Short problem
Write out everything in the natural language inference passage from "#### Requiring word-level" down to "for now (?)", word for word.

Selected passage
We present this set of datasets for natural language inference that humans perform predictably well on, and are impossible to capture from word-level information. 

### Choosing a vocabulary
We chose the SNLI dataset vocabulary, so that we could benchmark on the InferSent model that was trained end-to-end on natural language inference with this dataset. This assumes GloVe word embeddings.

NOTE : I haven't actually checked if these examples are within the vocab, but that's easy to do.


In [25]:
import numpy as np
id2label = {0:'CONTRADICTION', 1:'NEUTRAL', 2:'ENTAILMENT'}
label2id = {'CONTRADICTION': 0, 'NEUTRAL':1, 'ENTAILMENT':2}


### Kinds of examples:

#### Requiring word-level information regarding its symmetry

A. **Symmetric vs non-symmetric verbs (over subject-object):**

In [26]:
# Insensitive to tense for now (?)

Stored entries
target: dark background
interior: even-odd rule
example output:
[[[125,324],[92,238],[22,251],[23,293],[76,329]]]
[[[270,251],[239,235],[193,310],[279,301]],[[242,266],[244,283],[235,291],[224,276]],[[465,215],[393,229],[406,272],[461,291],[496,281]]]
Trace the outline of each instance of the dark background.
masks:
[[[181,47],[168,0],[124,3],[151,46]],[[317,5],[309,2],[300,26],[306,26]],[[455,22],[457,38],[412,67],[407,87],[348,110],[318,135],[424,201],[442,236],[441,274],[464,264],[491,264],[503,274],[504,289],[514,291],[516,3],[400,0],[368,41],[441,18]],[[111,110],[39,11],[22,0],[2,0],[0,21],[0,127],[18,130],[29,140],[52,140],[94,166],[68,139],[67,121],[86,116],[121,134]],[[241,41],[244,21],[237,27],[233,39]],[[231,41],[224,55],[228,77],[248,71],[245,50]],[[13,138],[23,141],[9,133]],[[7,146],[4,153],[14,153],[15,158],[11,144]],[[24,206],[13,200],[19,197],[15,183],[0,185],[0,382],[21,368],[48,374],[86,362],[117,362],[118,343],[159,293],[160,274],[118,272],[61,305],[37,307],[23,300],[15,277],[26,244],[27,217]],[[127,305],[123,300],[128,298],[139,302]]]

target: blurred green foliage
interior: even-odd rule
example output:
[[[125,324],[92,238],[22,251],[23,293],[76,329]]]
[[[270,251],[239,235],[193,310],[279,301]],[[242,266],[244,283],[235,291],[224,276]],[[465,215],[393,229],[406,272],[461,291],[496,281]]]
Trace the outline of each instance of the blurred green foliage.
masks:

Written answer
#### Requiring word-level information regarding its symmetry

A. **Symmetric vs non-symmetric verbs (over subject-object):**

In [26]:
# Insensitive to tense for now (?)